• [Instructions for the task] Give back the full set of entries exactly, keeping each line intact.

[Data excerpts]
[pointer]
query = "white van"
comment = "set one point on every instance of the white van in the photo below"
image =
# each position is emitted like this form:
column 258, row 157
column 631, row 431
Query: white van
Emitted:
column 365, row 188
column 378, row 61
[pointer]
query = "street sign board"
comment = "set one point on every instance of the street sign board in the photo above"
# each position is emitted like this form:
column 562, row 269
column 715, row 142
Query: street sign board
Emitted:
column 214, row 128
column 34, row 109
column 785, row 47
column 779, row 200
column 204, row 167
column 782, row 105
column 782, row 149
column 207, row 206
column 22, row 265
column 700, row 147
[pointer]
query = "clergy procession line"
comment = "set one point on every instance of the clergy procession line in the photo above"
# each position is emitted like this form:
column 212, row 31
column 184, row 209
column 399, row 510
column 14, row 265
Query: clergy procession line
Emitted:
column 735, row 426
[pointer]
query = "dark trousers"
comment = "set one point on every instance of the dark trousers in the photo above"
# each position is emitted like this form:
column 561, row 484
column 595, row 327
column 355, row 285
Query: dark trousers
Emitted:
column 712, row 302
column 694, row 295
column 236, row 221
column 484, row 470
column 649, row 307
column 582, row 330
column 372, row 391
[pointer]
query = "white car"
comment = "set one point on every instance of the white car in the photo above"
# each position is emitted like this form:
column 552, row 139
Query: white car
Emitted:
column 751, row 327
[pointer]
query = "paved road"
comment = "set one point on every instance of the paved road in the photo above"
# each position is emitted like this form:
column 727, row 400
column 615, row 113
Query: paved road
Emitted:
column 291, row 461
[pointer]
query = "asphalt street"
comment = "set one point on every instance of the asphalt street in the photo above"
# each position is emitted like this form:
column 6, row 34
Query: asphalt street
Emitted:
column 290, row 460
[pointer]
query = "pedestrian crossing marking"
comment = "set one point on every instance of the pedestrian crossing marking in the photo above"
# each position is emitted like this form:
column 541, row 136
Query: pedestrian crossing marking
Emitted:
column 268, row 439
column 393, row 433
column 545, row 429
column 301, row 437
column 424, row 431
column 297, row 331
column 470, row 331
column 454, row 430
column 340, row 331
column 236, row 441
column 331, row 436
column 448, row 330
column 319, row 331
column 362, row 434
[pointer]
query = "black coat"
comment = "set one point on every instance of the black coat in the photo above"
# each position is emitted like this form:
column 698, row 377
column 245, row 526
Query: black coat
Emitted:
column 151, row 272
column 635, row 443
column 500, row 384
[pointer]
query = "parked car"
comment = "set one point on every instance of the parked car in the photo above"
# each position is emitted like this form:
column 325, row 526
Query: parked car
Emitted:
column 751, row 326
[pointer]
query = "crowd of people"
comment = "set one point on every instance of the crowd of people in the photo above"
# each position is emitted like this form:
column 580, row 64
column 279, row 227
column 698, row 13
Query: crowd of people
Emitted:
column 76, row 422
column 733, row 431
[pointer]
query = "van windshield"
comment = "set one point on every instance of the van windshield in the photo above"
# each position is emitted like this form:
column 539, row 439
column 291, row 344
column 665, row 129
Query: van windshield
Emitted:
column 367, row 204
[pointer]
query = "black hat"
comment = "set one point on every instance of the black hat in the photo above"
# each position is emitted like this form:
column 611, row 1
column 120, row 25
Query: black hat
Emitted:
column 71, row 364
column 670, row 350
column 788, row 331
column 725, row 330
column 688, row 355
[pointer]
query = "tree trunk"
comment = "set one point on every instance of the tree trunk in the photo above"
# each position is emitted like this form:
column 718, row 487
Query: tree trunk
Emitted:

• [Answer section]
[pointer]
query = "white van"
comment = "set one point on every instance of the white van in the photo below"
image =
# each position is emitted like this form:
column 258, row 157
column 631, row 431
Query: white van
Emitted:
column 365, row 188
column 378, row 61
[pointer]
query = "street sign board"
comment = "set one point on every instance of the street sign board in the photo above"
# each position is emitted like this form:
column 562, row 269
column 715, row 142
Query: street sign board
Emitted:
column 214, row 128
column 34, row 109
column 785, row 47
column 779, row 200
column 204, row 167
column 782, row 105
column 782, row 149
column 207, row 206
column 22, row 265
column 700, row 147
[pointer]
query = "clergy procession line"
comment = "set one point on every instance of the clergy procession line in the photo above"
# each position is emitted like this form:
column 212, row 31
column 184, row 209
column 399, row 510
column 14, row 265
Query: clergy procession line
Emitted:
column 735, row 426
[pointer]
query = "dark trousers"
comment = "set one point on every instance of the dark trousers in the photo above"
# each position is emitted like this form:
column 561, row 484
column 595, row 327
column 355, row 285
Query: dark trousers
Emitted:
column 712, row 302
column 694, row 295
column 236, row 221
column 484, row 470
column 649, row 307
column 582, row 330
column 372, row 391
[pointer]
query = "white car"
comment = "set one point on every instance of the white car in the photo above"
# each position is emitted like this form:
column 552, row 139
Query: white car
Emitted:
column 751, row 327
[pointer]
query = "paved road"
comment = "set one point on every instance of the paved road in the photo above"
# each position is emitted like this form:
column 727, row 400
column 615, row 113
Query: paved road
Emitted:
column 291, row 461
[pointer]
query = "asphalt street"
comment = "set one point on every instance of the asphalt street in the photo above"
# each position is emitted like this form:
column 6, row 34
Query: asphalt street
Emitted:
column 290, row 460
[pointer]
query = "pedestrian crossing marking"
comment = "set one point on every instance of the pedestrian crossing marking in the photo above"
# each position is emitted like this form:
column 541, row 136
Query: pedestrian crossing marking
Emitted:
column 268, row 439
column 393, row 433
column 545, row 429
column 301, row 437
column 424, row 431
column 297, row 331
column 470, row 331
column 454, row 430
column 340, row 331
column 236, row 441
column 331, row 436
column 448, row 330
column 319, row 331
column 362, row 434
[pointer]
query = "black coat"
comment = "set one point on every instance of the black coat in the photo above"
# each position is emitted like this form:
column 698, row 377
column 245, row 526
Query: black coat
Emitted:
column 151, row 272
column 635, row 443
column 500, row 384
[pointer]
query = "parked car"
comment = "set one point on every instance of the parked car in the photo above"
# each position is emitted like this form:
column 325, row 526
Query: parked car
Emitted:
column 751, row 326
[pointer]
query = "crowd of people"
comment = "set one point on every instance of the crowd of people in the photo above"
# each position is emitted like this form:
column 580, row 64
column 279, row 227
column 698, row 13
Query: crowd of people
Emitted:
column 76, row 422
column 733, row 431
[pointer]
query = "van windshield"
comment = "set one point on every instance of the van windshield in the photo above"
# each position is emitted like this form:
column 539, row 439
column 291, row 344
column 665, row 129
Query: van windshield
Emitted:
column 367, row 204
[pointer]
query = "black hat"
comment = "set one point on every instance of the black hat in the photo above"
# each position is emitted like this form:
column 611, row 1
column 120, row 25
Query: black hat
Emitted:
column 71, row 364
column 670, row 350
column 788, row 331
column 725, row 330
column 688, row 355
[pointer]
query = "tree trunk"
comment = "set one point on every instance of the tree trunk in the photo above"
# each position is emitted like this form:
column 718, row 487
Query: tree trunk
Emitted:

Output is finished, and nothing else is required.